══ Task data ══

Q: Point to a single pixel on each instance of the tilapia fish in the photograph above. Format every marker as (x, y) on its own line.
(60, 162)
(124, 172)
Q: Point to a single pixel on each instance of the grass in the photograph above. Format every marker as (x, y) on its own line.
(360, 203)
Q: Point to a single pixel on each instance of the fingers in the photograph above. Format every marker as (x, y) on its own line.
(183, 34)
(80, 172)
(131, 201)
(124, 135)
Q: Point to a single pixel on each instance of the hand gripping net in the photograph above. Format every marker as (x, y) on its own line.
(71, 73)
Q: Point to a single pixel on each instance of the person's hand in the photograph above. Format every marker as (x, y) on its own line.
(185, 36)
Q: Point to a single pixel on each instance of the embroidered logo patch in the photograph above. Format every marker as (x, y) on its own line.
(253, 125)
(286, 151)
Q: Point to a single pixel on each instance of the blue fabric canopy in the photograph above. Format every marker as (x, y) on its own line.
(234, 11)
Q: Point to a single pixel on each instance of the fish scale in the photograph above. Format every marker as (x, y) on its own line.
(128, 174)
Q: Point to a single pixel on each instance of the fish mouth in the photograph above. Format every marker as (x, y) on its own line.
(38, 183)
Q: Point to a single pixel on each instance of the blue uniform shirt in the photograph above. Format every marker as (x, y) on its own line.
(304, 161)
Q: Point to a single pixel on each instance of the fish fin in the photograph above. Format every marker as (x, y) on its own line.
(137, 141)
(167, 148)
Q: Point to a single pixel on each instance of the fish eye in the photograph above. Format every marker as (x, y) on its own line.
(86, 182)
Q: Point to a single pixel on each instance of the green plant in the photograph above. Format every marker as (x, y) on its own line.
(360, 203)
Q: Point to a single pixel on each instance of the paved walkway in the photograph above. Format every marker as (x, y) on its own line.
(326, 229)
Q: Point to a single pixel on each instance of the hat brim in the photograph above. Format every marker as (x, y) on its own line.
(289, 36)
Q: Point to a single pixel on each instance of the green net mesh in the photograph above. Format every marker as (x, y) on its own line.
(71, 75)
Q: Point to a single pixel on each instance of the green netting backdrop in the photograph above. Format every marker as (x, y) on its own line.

═══

▸ **Description of the task**:
Copy verbatim every row from the line holding "the green plant" through the final row above, including both.

▸ **Correct response**:
Q: Point to a single pixel on each instance of the green plant in the photograph above. Format every marker as (x, y) on its own line.
(360, 203)
Q: Point to a single pixel on each instance of the paved walkway in the photograph above. Format every marker as (x, y) on its own line.
(326, 229)
Q: Point to a single pixel on each instance of the hat brim in the photograph above. Format every marker as (x, y) on its own line.
(289, 36)
Q: Point to a single pixel on each instance of the green net mesh in the photograph above. Format every marker as (x, y) on its own line.
(71, 75)
Q: Point to a single pixel on each instance of the green netting backdrop in the photograph above. Format every marker as (x, y) on its own line.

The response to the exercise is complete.